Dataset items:

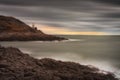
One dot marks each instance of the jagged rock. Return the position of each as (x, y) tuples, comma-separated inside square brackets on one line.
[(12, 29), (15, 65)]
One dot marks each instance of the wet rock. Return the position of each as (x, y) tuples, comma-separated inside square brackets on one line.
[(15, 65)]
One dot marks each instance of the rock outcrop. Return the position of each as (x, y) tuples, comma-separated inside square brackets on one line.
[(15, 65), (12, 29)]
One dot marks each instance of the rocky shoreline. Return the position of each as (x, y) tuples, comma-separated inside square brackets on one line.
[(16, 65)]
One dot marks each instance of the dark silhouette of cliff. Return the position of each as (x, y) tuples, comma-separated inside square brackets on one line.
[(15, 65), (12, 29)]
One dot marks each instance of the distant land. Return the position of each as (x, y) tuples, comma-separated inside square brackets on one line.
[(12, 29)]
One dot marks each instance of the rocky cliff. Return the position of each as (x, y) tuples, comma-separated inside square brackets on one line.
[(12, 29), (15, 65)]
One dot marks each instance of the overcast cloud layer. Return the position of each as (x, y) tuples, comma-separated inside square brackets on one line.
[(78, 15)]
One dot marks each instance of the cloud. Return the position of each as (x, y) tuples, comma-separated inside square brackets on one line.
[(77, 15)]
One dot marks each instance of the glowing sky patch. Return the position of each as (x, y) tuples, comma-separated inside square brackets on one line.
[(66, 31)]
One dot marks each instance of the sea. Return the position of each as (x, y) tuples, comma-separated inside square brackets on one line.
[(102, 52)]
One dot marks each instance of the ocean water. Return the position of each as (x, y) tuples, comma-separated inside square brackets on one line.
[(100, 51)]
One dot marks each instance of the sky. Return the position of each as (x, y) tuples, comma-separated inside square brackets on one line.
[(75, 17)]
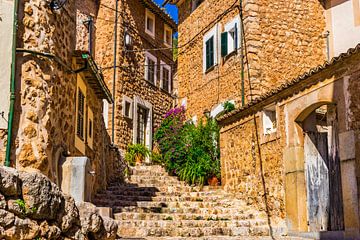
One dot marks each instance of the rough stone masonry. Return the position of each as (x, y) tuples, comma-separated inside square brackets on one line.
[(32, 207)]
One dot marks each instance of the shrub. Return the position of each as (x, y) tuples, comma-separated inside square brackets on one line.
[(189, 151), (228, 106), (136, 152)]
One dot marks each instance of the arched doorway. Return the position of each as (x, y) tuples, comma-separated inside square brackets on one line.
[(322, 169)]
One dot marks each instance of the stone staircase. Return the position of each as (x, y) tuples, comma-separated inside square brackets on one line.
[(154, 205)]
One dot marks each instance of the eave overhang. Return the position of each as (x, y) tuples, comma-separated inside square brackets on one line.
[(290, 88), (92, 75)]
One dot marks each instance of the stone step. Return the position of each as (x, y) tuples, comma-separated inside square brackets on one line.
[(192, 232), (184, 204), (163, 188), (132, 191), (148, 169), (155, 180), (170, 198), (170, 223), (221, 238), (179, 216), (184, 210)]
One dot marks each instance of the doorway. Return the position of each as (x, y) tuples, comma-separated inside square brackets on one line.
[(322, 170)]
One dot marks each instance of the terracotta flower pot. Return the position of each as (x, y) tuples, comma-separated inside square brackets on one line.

### WHAT THE EXERCISE ASKS
Rewrite the lines from the one containing "One dot marks each instance of the rocky cliff." through the one containing "[(290, 88), (92, 75)]", shifting every coordinate value in the bracketed answers by adding 111 to it and keeping all other text unchanged. Omit the picture markers from the output.

### SOLUTION TO THIS PROBLEM
One dot marks each instance of the rocky cliff. Return the position of each as (x, y) tuples, comma-separated inside square brackets on one line.
[(123, 140), (126, 176)]
One dot marks each instance of the overcast cloud layer. Return the position of each as (x, y) tuples, comma-separated inside square brackets on one line.
[(189, 126)]
One dot marks each instance of the cloud. Return the position of each as (x, y) tuples, comma-separated inside square brackets on one line.
[(188, 126)]
One dot marks each instance of the glowing sky patch. Return the position of each as (x, y) tuples, comma-separated inside square brackets on one line.
[(177, 142)]
One dot marks each instance of the sea. Return the position of each as (x, y) tuples, comma-separated inside square brackets on one line.
[(213, 163)]
One dot marks each instance of the ocean water. Return the position of each as (x, y) tuples, comma-separated inside square brackets on one line.
[(211, 162)]
One dot marks each instance of the sky. Return the position of each as (x, y) tuples, comma-separated inside square brackets on one line.
[(186, 128)]
One dot marks each instance of the rough stone masonry. Return the position of each as (x, y) tuples, comma-separated inside square brackets on one line.
[(143, 318)]
One dot marks each instance of the shrub. Return the position of each as (x, y) tuples, comma-separated inside square brackets on one line.
[(300, 262), (339, 217), (247, 263)]
One dot marks each instance of the arched doorway. Return the position of each as (x, y) tuples, comma-separated inside square brackets on one line.
[(433, 280)]
One dot marks each instance of the stone staircase. Return the position of each as (x, y) tuples, comma-separated inside square brackets on one line.
[(265, 316)]
One dot marks each instance of the eave overhang. Return the position of each as (x, y) tuples, comma-separated inside square brackets on one line.
[(401, 199), (203, 186)]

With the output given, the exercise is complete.